[Pointing records]
[BEGIN]
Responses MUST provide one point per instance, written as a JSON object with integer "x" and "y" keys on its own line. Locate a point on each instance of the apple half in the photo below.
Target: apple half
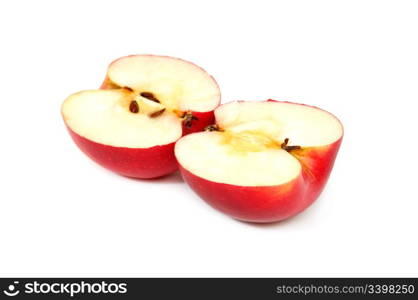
{"x": 144, "y": 106}
{"x": 261, "y": 161}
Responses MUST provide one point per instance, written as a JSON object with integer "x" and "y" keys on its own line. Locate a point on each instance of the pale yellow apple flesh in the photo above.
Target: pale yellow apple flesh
{"x": 249, "y": 148}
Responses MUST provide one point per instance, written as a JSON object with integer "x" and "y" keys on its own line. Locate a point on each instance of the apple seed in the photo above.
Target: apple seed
{"x": 284, "y": 146}
{"x": 149, "y": 96}
{"x": 134, "y": 107}
{"x": 157, "y": 113}
{"x": 188, "y": 118}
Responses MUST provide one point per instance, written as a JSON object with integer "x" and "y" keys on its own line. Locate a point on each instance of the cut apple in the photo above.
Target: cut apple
{"x": 144, "y": 106}
{"x": 261, "y": 161}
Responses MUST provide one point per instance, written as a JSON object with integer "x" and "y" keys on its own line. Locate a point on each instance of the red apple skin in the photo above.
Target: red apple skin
{"x": 266, "y": 204}
{"x": 141, "y": 163}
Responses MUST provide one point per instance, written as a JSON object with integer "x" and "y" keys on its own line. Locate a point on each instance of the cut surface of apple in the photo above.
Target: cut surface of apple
{"x": 145, "y": 102}
{"x": 261, "y": 161}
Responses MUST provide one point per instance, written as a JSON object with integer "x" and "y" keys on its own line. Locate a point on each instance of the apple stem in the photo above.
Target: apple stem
{"x": 284, "y": 146}
{"x": 134, "y": 107}
{"x": 188, "y": 118}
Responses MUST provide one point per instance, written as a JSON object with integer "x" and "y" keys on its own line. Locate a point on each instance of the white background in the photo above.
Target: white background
{"x": 62, "y": 215}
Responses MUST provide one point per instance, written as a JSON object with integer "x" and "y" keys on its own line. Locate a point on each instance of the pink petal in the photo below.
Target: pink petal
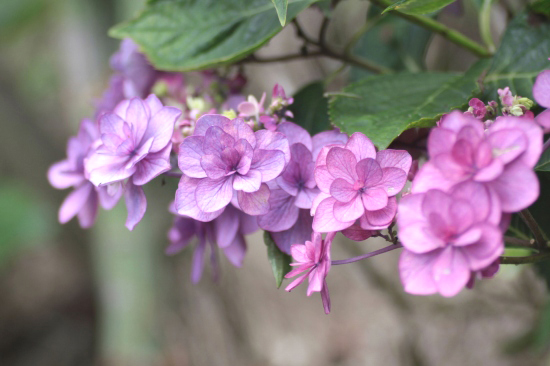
{"x": 189, "y": 157}
{"x": 250, "y": 182}
{"x": 324, "y": 220}
{"x": 348, "y": 211}
{"x": 361, "y": 146}
{"x": 186, "y": 204}
{"x": 152, "y": 166}
{"x": 375, "y": 199}
{"x": 136, "y": 203}
{"x": 255, "y": 203}
{"x": 415, "y": 271}
{"x": 517, "y": 187}
{"x": 213, "y": 195}
{"x": 341, "y": 164}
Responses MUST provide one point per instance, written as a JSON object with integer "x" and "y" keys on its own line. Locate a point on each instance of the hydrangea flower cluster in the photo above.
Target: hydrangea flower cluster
{"x": 242, "y": 166}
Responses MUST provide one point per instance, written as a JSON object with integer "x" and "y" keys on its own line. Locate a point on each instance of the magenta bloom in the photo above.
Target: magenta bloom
{"x": 135, "y": 143}
{"x": 293, "y": 192}
{"x": 358, "y": 183}
{"x": 447, "y": 236}
{"x": 502, "y": 158}
{"x": 83, "y": 201}
{"x": 226, "y": 157}
{"x": 313, "y": 258}
{"x": 225, "y": 232}
{"x": 541, "y": 92}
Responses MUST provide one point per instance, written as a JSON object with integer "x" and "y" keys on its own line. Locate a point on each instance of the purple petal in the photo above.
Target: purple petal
{"x": 295, "y": 134}
{"x": 517, "y": 187}
{"x": 415, "y": 271}
{"x": 161, "y": 127}
{"x": 541, "y": 89}
{"x": 213, "y": 195}
{"x": 61, "y": 175}
{"x": 282, "y": 214}
{"x": 152, "y": 166}
{"x": 324, "y": 220}
{"x": 298, "y": 233}
{"x": 250, "y": 182}
{"x": 361, "y": 146}
{"x": 136, "y": 203}
{"x": 189, "y": 157}
{"x": 348, "y": 211}
{"x": 75, "y": 202}
{"x": 342, "y": 190}
{"x": 255, "y": 203}
{"x": 207, "y": 121}
{"x": 268, "y": 162}
{"x": 186, "y": 204}
{"x": 341, "y": 164}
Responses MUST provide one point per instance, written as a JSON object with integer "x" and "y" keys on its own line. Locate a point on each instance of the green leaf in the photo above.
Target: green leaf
{"x": 281, "y": 6}
{"x": 280, "y": 262}
{"x": 310, "y": 108}
{"x": 392, "y": 42}
{"x": 522, "y": 55}
{"x": 391, "y": 104}
{"x": 197, "y": 34}
{"x": 418, "y": 7}
{"x": 544, "y": 162}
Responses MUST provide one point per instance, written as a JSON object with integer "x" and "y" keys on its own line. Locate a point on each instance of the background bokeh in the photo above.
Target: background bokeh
{"x": 107, "y": 296}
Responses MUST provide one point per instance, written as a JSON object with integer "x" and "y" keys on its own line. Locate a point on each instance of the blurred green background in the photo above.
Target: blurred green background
{"x": 110, "y": 297}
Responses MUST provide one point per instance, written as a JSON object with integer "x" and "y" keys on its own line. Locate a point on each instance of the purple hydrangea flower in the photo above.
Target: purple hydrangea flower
{"x": 293, "y": 192}
{"x": 135, "y": 145}
{"x": 447, "y": 236}
{"x": 358, "y": 183}
{"x": 313, "y": 258}
{"x": 226, "y": 158}
{"x": 502, "y": 158}
{"x": 225, "y": 232}
{"x": 541, "y": 93}
{"x": 83, "y": 201}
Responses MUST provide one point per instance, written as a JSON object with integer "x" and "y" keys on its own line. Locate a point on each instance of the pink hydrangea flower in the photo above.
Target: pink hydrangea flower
{"x": 83, "y": 201}
{"x": 502, "y": 158}
{"x": 541, "y": 93}
{"x": 293, "y": 192}
{"x": 447, "y": 236}
{"x": 225, "y": 232}
{"x": 358, "y": 183}
{"x": 313, "y": 258}
{"x": 225, "y": 158}
{"x": 135, "y": 145}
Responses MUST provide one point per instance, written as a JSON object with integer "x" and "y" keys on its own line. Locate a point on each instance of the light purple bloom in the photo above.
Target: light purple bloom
{"x": 83, "y": 201}
{"x": 358, "y": 183}
{"x": 226, "y": 158}
{"x": 313, "y": 258}
{"x": 541, "y": 93}
{"x": 293, "y": 192}
{"x": 225, "y": 232}
{"x": 502, "y": 158}
{"x": 135, "y": 143}
{"x": 447, "y": 236}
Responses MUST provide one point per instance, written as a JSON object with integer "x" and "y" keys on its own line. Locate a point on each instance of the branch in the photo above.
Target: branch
{"x": 439, "y": 28}
{"x": 529, "y": 220}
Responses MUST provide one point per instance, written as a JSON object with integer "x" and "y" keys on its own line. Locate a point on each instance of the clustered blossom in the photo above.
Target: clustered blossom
{"x": 245, "y": 166}
{"x": 358, "y": 183}
{"x": 451, "y": 225}
{"x": 313, "y": 258}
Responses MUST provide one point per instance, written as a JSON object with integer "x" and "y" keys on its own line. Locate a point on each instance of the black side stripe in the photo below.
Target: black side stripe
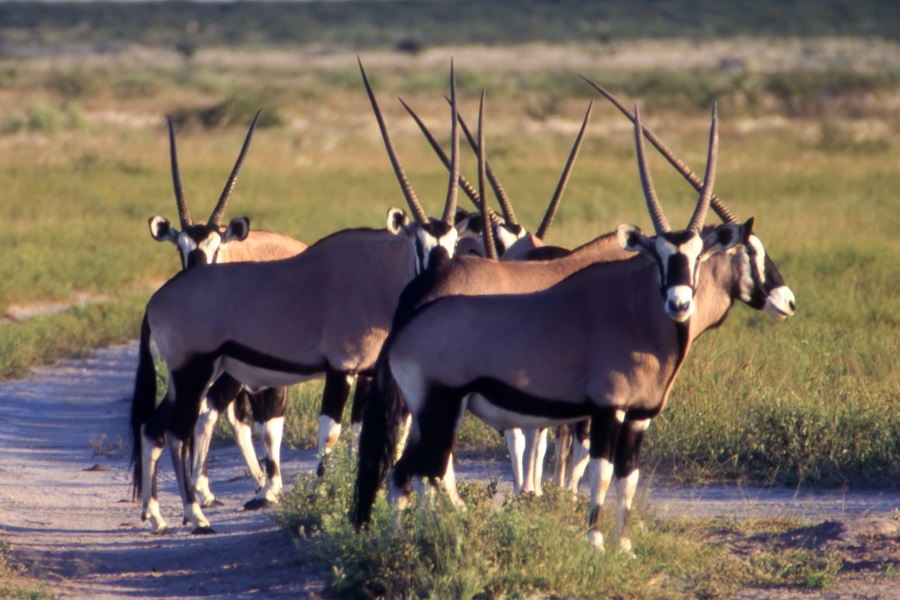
{"x": 261, "y": 360}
[END]
# Set problem:
Reproduce the listing in full, renaming every "photo" to "image" and changing nothing else. Leave the pictures out.

# Task result:
Responses MUST provide one point per instance, written as a JSON object with integer "x" and "y" keys on its own line. Locate a point on each instance of the apple half in the image below.
Target: apple half
{"x": 144, "y": 106}
{"x": 261, "y": 161}
Responses MUST provide one point per instance, written as a JSON object with integer "x" and "y" keys on its own line. Locate a point on each instance of the pale yellow apple flesh in the image above.
Target: pale yellow apple flesh
{"x": 249, "y": 148}
Responses MUST provide one point per instance, written as a JSON object with integer "x" and "y" keys on its own line. Locate a point on each instance of the apple seed in the image above.
Target: apple seed
{"x": 284, "y": 146}
{"x": 149, "y": 96}
{"x": 134, "y": 107}
{"x": 157, "y": 113}
{"x": 188, "y": 118}
Responses MUST provide one point per instance, written as a JSON object with integer "x" and "y" keys on its own line. Locate a point on each instance of the cut apple in the image above.
Target: cut apple
{"x": 144, "y": 106}
{"x": 261, "y": 161}
Responses MUST provide one point per instance, written as a JSON object with integer "x" and "y" keys on its own line. Locate a point on each instance of the red apple skin in the image above.
Target: red apple skin
{"x": 266, "y": 204}
{"x": 141, "y": 163}
Responses MUST provide one point per instance, written as a JSON object with integer "x" and "y" keys on its own line. Locate a point on each instance of the cut surface of apple in the image above.
Target: cut surface of apple
{"x": 145, "y": 102}
{"x": 261, "y": 161}
Responses MUST provide one point per instance, written as a JSON object with integer "x" and "y" keys on its own line. Locate a point on each instance of the apple stem in the image above.
Target: apple stem
{"x": 284, "y": 146}
{"x": 134, "y": 107}
{"x": 188, "y": 118}
Responses MUST provide one point per instance, written as a JSON object with integer "x" and "y" keys on its own line. Locate a point on each instance of the white background in the image above.
Target: white background
{"x": 62, "y": 215}
Responses MUST provide one point per instance, written as a JSON object with integer "x" and "y" keys on its own line. Locate a point on each instance of the pink petal in the image below.
Target: pink petal
{"x": 189, "y": 157}
{"x": 250, "y": 182}
{"x": 324, "y": 220}
{"x": 348, "y": 211}
{"x": 361, "y": 146}
{"x": 186, "y": 204}
{"x": 152, "y": 166}
{"x": 375, "y": 199}
{"x": 136, "y": 203}
{"x": 255, "y": 203}
{"x": 415, "y": 271}
{"x": 517, "y": 187}
{"x": 213, "y": 195}
{"x": 341, "y": 164}
Responses MUST provide one point per instance, written as a JSON object with integer "x" and "y" keys on its own line. Locate a point on each instance of the hydrangea flower cluster in the image above.
Target: hydrangea flower cluster
{"x": 242, "y": 166}
Responses MUST provide one point per instance, written as a JSON object with integer "x" and "y" keys on its own line. Locate a point on each instance of the magenta bloom in the image above.
Target: magenta bloom
{"x": 135, "y": 143}
{"x": 293, "y": 192}
{"x": 358, "y": 183}
{"x": 447, "y": 236}
{"x": 502, "y": 158}
{"x": 83, "y": 201}
{"x": 226, "y": 157}
{"x": 313, "y": 258}
{"x": 225, "y": 232}
{"x": 541, "y": 92}
Responses MUST provide one point per instance, written as a JSON object with integer "x" and "y" keys on its own line. Locate a point on each instance of the purple petal in the image above.
Target: purple petal
{"x": 295, "y": 134}
{"x": 517, "y": 187}
{"x": 415, "y": 271}
{"x": 161, "y": 127}
{"x": 541, "y": 89}
{"x": 213, "y": 195}
{"x": 61, "y": 175}
{"x": 282, "y": 214}
{"x": 152, "y": 166}
{"x": 324, "y": 220}
{"x": 298, "y": 233}
{"x": 250, "y": 182}
{"x": 361, "y": 146}
{"x": 136, "y": 203}
{"x": 189, "y": 157}
{"x": 348, "y": 211}
{"x": 75, "y": 202}
{"x": 342, "y": 190}
{"x": 255, "y": 203}
{"x": 207, "y": 121}
{"x": 268, "y": 162}
{"x": 186, "y": 204}
{"x": 341, "y": 164}
Responses MUST provide one point per instance, written as a JSON object with integer "x" and "y" keys on its own line. Locate a point on each instance of the green leaf in the image above.
Target: green leaf
{"x": 281, "y": 6}
{"x": 280, "y": 262}
{"x": 310, "y": 108}
{"x": 392, "y": 42}
{"x": 522, "y": 55}
{"x": 391, "y": 104}
{"x": 197, "y": 34}
{"x": 418, "y": 7}
{"x": 544, "y": 162}
Responses MUST provide one point per instance, written as a JSON object with integer "x" and "y" keys on its own line. Locate a point on each instance of the background bokeh in the image above.
Target: background bokeh
{"x": 107, "y": 296}
Responses MUST provide one point per instance, written as a JSON object with integer "x" and "y" keys on its own line. Locate a point on each instance of the blurred green background in the image above.
Target: blurred green background
{"x": 110, "y": 297}
Responses MUST provide one point per instance, written as a JSON object with integer "x" and "y" keys on its own line. Locate a point on each instance of the purple hydrangea flower in the image above.
Target: purple hydrangea flower
{"x": 293, "y": 192}
{"x": 135, "y": 145}
{"x": 447, "y": 236}
{"x": 358, "y": 183}
{"x": 313, "y": 258}
{"x": 226, "y": 158}
{"x": 502, "y": 158}
{"x": 225, "y": 232}
{"x": 541, "y": 93}
{"x": 83, "y": 201}
Responses MUST provide one point per instance, written as a JSON object with integer "x" and "y" keys on its own line. Locate a point on each instance of the pink hydrangea flower in the image above.
Target: pink hydrangea flower
{"x": 83, "y": 201}
{"x": 502, "y": 158}
{"x": 541, "y": 93}
{"x": 293, "y": 192}
{"x": 447, "y": 236}
{"x": 225, "y": 232}
{"x": 358, "y": 183}
{"x": 313, "y": 258}
{"x": 225, "y": 158}
{"x": 135, "y": 145}
Responses MUST provide one point per instance, written as a JSON object with integer "x" and "y" keys on its own line. Locate a point on each instance of the light purple bloom in the image above.
Target: light purple bloom
{"x": 83, "y": 201}
{"x": 358, "y": 183}
{"x": 226, "y": 158}
{"x": 313, "y": 258}
{"x": 541, "y": 93}
{"x": 293, "y": 192}
{"x": 225, "y": 232}
{"x": 502, "y": 158}
{"x": 135, "y": 143}
{"x": 447, "y": 236}
Responses MUST provide one point per instance, written as a JSON object with integer "x" and "y" keys on its own line. Locate a point on each instance of the branch in the image above.
Target: branch
{"x": 439, "y": 28}
{"x": 529, "y": 220}
Responses MUST provide one point per instance, written as a JSON object with integer "x" and "y" keys on its own line. Locate a point on each instance of the clustered blossom in the image above.
Target: clustered blossom
{"x": 245, "y": 166}
{"x": 358, "y": 183}
{"x": 451, "y": 225}
{"x": 313, "y": 258}
Responses MUST provide one point per instance, written as a JSON object with integer "x" and "y" keys on its own line. Locate a point on each instance of the black side stripe in the image below.
Target: black side stripe
{"x": 261, "y": 360}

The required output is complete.